Task item =
Below are several records. Retype exactly those lines running from the one with "[locate] white apartment" through the one with "[locate] white cloud", end lines included, and no others.
Records for the exercise START
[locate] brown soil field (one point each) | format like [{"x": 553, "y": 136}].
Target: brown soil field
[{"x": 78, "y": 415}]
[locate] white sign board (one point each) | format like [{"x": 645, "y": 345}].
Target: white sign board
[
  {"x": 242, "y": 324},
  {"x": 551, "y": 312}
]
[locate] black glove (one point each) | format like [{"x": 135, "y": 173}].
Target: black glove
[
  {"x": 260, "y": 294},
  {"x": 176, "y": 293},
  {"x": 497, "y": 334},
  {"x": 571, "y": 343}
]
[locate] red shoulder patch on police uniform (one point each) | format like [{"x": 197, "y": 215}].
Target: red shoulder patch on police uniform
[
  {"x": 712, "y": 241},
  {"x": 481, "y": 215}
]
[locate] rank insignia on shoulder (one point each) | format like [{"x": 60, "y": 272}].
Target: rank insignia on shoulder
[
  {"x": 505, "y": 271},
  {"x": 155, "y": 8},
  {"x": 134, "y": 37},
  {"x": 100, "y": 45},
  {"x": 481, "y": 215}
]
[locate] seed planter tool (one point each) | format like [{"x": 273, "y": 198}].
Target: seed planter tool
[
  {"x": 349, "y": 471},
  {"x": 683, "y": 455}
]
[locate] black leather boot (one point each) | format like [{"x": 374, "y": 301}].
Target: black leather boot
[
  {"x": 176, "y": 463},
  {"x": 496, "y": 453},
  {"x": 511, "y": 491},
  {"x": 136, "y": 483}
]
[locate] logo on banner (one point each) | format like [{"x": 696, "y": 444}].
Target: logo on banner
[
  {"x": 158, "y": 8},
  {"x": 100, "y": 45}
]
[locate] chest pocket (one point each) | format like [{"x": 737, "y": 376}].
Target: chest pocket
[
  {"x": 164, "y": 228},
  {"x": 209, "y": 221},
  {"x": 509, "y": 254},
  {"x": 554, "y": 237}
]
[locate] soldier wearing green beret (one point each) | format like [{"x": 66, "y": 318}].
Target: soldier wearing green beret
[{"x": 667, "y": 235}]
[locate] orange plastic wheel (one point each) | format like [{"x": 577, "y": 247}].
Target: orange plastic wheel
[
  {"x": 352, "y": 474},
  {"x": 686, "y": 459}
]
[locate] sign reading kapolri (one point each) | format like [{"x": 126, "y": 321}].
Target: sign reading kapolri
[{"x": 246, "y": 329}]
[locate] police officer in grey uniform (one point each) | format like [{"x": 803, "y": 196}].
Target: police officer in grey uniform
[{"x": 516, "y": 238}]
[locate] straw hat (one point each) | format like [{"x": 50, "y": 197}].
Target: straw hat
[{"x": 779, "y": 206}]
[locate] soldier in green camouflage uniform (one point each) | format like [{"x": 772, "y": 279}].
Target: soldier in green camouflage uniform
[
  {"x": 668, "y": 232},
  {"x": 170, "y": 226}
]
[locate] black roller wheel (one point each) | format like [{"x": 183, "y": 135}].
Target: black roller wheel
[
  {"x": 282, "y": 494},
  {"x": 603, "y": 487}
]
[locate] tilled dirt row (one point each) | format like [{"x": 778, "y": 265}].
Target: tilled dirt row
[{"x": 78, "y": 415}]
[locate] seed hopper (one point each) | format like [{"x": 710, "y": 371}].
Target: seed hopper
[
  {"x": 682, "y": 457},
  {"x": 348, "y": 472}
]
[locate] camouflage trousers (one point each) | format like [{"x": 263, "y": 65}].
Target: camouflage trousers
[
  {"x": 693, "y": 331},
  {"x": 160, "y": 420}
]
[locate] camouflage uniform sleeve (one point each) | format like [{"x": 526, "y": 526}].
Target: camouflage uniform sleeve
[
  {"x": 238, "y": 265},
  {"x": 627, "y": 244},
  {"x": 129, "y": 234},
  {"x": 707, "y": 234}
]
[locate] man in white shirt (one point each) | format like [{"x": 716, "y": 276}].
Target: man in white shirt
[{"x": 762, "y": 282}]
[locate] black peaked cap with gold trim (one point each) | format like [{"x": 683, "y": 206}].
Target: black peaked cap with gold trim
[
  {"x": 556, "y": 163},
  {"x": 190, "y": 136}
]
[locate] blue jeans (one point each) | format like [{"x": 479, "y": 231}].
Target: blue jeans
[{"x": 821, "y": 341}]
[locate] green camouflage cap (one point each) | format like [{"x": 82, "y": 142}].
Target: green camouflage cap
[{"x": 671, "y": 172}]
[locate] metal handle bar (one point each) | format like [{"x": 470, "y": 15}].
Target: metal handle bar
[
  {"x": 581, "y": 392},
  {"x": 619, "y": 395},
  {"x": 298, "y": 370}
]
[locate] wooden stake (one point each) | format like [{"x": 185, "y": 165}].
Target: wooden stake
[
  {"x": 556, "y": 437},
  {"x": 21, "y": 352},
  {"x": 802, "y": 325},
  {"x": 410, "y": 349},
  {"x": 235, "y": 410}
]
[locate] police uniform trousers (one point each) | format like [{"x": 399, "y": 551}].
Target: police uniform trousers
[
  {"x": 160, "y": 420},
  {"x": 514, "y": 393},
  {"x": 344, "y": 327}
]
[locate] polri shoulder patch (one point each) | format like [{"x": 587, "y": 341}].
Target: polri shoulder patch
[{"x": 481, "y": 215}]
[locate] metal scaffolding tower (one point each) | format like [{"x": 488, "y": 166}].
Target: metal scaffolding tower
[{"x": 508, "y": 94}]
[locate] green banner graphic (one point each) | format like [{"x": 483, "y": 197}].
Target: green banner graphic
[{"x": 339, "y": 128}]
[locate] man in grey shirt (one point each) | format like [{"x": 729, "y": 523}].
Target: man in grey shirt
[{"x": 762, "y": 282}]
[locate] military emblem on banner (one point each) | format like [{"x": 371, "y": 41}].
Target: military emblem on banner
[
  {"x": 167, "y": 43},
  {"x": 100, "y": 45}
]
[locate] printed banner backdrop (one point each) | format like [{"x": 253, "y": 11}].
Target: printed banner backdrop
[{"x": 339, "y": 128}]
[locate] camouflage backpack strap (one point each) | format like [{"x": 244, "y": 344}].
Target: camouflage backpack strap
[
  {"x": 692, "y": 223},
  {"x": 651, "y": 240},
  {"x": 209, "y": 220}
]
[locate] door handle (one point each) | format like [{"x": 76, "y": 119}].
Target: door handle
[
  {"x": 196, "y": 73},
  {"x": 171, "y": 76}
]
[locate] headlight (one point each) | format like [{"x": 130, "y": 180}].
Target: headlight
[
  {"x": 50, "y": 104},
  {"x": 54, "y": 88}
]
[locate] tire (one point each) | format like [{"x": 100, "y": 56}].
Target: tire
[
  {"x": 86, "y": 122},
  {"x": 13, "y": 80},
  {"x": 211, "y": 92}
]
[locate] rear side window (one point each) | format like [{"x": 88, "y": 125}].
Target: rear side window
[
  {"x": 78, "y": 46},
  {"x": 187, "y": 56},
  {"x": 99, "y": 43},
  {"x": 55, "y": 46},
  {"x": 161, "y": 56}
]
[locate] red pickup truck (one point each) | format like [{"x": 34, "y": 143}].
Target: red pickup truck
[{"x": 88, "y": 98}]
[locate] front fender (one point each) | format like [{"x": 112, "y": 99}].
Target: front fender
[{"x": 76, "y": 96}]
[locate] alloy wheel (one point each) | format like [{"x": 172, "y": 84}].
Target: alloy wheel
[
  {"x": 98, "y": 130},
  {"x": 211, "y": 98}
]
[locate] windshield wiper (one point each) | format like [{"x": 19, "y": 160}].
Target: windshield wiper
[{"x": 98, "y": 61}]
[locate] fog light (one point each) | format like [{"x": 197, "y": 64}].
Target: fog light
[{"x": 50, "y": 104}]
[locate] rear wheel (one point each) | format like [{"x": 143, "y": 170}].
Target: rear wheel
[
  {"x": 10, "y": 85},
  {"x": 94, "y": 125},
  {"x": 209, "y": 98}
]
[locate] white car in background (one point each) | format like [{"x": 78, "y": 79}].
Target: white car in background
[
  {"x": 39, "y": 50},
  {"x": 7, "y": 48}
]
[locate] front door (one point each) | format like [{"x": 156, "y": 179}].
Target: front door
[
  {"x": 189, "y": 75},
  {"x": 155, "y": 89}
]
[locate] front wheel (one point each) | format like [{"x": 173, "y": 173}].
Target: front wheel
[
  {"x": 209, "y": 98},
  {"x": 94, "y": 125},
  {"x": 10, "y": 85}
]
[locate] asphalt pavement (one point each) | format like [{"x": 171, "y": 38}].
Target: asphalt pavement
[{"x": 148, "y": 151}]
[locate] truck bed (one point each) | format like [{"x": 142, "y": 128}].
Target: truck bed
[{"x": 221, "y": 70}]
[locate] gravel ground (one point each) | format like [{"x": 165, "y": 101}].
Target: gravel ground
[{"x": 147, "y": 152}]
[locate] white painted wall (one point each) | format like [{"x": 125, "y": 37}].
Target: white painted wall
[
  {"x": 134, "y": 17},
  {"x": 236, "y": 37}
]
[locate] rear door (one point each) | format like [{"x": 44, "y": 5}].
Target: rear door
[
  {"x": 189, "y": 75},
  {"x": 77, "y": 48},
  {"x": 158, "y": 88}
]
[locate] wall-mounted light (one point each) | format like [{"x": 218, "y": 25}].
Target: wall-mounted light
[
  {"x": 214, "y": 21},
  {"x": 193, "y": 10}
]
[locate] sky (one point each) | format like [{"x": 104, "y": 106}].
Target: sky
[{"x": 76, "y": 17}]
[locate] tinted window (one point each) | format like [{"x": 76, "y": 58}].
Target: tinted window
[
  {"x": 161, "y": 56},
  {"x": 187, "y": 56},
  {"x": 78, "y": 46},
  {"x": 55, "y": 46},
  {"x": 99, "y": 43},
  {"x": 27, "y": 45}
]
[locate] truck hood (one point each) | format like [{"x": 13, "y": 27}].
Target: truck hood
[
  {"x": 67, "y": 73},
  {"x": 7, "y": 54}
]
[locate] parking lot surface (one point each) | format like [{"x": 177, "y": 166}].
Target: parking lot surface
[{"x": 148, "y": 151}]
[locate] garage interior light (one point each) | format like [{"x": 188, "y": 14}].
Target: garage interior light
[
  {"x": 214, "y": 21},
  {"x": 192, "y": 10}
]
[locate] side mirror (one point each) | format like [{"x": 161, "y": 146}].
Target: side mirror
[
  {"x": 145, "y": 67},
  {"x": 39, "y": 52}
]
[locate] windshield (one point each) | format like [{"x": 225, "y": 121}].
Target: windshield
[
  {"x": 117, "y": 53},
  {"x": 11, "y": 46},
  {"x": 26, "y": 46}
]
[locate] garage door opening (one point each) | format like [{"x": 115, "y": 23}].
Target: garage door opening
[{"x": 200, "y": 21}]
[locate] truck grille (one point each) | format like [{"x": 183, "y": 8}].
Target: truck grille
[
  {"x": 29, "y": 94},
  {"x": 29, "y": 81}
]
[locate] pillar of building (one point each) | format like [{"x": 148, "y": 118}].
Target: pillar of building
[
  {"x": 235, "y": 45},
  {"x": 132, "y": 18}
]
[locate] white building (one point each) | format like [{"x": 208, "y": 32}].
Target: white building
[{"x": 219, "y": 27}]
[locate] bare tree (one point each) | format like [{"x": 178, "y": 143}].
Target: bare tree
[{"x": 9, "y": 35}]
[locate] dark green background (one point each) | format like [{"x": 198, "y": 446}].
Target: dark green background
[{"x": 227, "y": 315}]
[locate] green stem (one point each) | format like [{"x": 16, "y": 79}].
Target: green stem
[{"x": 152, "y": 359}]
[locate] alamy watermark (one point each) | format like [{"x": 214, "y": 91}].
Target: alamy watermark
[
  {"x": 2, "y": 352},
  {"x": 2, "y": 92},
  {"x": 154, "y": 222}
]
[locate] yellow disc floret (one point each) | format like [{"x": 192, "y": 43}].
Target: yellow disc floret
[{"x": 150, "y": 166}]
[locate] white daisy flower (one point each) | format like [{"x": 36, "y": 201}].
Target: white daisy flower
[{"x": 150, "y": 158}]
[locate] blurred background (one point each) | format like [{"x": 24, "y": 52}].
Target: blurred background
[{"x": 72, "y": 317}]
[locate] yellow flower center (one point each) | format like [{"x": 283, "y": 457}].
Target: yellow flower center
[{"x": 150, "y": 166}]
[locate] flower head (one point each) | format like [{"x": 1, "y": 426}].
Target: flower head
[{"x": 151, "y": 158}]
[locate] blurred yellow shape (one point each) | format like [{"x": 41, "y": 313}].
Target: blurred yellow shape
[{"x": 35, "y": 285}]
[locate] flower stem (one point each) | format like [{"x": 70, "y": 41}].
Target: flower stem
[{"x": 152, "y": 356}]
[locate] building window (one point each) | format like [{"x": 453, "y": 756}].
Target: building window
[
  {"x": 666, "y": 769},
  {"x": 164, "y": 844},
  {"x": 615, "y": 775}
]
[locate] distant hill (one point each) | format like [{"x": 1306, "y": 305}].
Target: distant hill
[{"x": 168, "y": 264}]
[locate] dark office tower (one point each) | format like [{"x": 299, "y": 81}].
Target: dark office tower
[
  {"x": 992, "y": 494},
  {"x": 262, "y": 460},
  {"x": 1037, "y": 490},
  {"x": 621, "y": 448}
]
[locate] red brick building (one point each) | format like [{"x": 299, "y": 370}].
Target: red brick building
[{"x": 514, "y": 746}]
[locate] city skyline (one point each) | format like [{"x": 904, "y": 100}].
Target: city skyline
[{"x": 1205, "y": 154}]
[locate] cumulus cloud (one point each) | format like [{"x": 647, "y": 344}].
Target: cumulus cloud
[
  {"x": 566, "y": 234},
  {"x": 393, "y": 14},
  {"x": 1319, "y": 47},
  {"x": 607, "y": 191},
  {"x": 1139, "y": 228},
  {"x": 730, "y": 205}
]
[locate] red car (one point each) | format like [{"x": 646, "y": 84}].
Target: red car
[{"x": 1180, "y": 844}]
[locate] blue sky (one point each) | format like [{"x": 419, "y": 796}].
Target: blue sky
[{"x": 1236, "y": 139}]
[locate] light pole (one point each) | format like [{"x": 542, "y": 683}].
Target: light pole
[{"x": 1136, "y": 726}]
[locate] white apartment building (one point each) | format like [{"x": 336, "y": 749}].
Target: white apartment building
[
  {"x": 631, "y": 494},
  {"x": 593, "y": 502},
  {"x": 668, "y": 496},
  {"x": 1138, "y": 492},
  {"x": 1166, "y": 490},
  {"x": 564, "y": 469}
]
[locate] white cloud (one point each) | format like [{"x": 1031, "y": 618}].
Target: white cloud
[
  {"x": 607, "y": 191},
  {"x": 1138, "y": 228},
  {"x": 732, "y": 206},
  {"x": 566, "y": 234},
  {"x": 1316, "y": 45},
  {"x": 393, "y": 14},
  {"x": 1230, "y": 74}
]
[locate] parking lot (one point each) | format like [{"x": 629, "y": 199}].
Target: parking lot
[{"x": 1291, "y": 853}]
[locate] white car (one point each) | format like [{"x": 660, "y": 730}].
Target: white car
Records for the exercise END
Solution for this task =
[locate] white apartment building (one point each) | format like [{"x": 336, "y": 749}].
Target: white apartment building
[
  {"x": 631, "y": 494},
  {"x": 593, "y": 502},
  {"x": 668, "y": 496},
  {"x": 1138, "y": 492},
  {"x": 1166, "y": 490},
  {"x": 564, "y": 469}
]
[locate] white cloud (one point each) | format like [{"x": 1031, "y": 618}].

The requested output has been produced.